Show each line of the records that contains the string "green", copied in full. Matching is case-sensitive.
-- BEGIN Records for the task --
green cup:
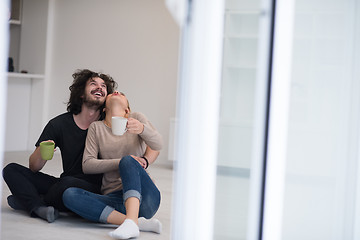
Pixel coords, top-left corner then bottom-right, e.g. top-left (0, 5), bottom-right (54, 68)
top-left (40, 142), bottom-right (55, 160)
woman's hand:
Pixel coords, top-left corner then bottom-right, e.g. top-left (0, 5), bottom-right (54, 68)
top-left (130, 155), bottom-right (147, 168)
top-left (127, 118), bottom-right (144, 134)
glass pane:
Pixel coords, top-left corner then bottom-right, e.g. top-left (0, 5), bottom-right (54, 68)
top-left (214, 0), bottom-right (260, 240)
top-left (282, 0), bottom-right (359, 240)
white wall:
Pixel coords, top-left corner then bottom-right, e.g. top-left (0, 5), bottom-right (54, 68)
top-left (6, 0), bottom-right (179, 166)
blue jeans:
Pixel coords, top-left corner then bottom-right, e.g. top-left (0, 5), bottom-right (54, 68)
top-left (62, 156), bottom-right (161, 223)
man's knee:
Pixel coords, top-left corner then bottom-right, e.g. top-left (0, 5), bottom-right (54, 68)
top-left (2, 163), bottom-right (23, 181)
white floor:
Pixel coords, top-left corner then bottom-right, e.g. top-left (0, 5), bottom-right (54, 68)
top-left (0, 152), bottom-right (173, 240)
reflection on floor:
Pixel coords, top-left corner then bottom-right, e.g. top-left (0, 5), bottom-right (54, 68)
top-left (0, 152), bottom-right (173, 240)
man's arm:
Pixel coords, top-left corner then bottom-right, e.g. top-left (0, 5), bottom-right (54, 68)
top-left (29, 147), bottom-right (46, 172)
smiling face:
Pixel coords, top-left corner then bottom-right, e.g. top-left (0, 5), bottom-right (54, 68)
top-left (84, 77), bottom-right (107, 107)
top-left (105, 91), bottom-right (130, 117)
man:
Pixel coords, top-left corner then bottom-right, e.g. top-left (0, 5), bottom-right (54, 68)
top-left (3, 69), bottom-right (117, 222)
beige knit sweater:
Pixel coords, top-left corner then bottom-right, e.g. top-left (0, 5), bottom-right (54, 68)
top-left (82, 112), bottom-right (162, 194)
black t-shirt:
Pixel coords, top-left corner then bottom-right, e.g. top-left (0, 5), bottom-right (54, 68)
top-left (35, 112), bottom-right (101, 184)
-- END Records for the task --
-- BEGIN Records for the task --
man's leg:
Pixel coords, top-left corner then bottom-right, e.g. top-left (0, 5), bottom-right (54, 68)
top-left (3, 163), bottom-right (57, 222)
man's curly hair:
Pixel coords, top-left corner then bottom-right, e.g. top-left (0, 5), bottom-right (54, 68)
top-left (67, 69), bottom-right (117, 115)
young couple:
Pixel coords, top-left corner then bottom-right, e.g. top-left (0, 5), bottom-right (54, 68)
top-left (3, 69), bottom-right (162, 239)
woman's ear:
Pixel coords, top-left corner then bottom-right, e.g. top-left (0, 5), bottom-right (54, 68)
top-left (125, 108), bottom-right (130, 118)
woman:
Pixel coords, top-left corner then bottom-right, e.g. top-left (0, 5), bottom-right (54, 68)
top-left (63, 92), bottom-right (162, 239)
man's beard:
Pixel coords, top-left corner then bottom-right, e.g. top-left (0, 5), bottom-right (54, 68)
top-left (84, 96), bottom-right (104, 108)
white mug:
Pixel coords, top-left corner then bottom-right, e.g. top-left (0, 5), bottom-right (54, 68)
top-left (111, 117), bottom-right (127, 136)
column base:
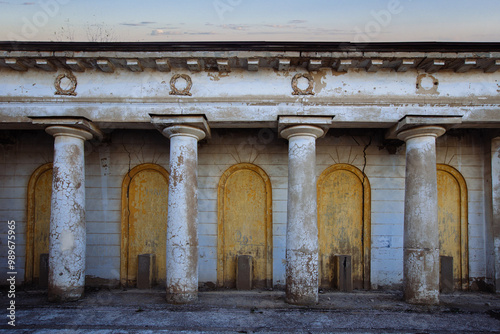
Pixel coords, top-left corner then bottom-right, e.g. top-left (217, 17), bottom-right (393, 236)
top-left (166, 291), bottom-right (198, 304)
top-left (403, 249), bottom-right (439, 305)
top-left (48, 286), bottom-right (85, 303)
-- END Records for the task --
-- BEGIN Records for the task --
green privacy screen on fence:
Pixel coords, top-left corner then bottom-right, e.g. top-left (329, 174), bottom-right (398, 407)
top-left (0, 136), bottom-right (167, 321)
-- END Records for the task --
Answer to the task:
green cup:
green privacy screen on fence:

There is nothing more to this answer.